▶ EXERCISE OBJECTIVE:
Which of the lines below contain the string "frond"? Pull each one out of the data.

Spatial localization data
- Opening Delimiter -

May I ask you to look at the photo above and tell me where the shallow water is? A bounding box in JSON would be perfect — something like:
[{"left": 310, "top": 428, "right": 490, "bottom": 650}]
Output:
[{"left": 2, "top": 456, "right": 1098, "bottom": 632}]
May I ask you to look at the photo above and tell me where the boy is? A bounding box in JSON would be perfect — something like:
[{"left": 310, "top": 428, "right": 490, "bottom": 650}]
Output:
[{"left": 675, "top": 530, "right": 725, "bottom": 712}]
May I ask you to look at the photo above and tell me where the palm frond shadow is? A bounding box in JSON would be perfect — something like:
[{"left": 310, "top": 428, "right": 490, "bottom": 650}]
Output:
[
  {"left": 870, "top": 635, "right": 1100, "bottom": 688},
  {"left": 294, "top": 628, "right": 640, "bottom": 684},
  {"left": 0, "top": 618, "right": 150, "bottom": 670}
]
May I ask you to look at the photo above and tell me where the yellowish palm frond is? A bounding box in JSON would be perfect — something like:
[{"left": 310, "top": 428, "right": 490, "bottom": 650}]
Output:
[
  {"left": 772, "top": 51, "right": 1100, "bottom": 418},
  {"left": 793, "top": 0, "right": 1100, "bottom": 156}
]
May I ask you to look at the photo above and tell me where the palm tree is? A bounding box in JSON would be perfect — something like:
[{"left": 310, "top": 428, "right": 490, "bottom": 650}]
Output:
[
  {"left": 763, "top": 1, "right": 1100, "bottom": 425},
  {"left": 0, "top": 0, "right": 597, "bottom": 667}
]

- Closing Delimiter -

▶ ANSWER FOR THIS EXERCISE:
May I ask you to look at the photo above and tell me where the palm frond shadow is? A bounding box in JSON would be perfect — something like:
May I ask you to look at the photo above and tell me where the yellowish palm frond is? A bounding box in JSON would be perfect — something like:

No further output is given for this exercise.